Data for this exercise
↓
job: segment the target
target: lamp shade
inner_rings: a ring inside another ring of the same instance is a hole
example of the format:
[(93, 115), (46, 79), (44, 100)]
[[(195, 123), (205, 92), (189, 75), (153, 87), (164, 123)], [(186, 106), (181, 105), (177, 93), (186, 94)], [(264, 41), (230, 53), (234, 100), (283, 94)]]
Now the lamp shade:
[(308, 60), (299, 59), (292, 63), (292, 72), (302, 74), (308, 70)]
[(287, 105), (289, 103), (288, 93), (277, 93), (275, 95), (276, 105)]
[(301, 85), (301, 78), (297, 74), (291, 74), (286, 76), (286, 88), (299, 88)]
↑
Written instruction
Reproduce the lines above verbatim, from the first line through the last.

Completed task
job: segment the target
target: lamp shade
inner_rings: a ring inside another ring of the same instance is a hole
example of the format:
[(93, 115), (46, 79), (44, 100)]
[[(195, 123), (205, 92), (189, 75), (153, 87), (164, 123)], [(186, 106), (181, 105), (177, 93), (186, 94)], [(264, 41), (230, 53), (234, 100), (283, 94)]]
Now the lamp shade:
[(308, 60), (299, 59), (292, 63), (292, 72), (302, 74), (308, 70)]
[(287, 105), (289, 103), (288, 93), (277, 93), (275, 95), (276, 105)]
[(301, 85), (301, 78), (297, 74), (291, 74), (286, 76), (286, 88), (299, 88)]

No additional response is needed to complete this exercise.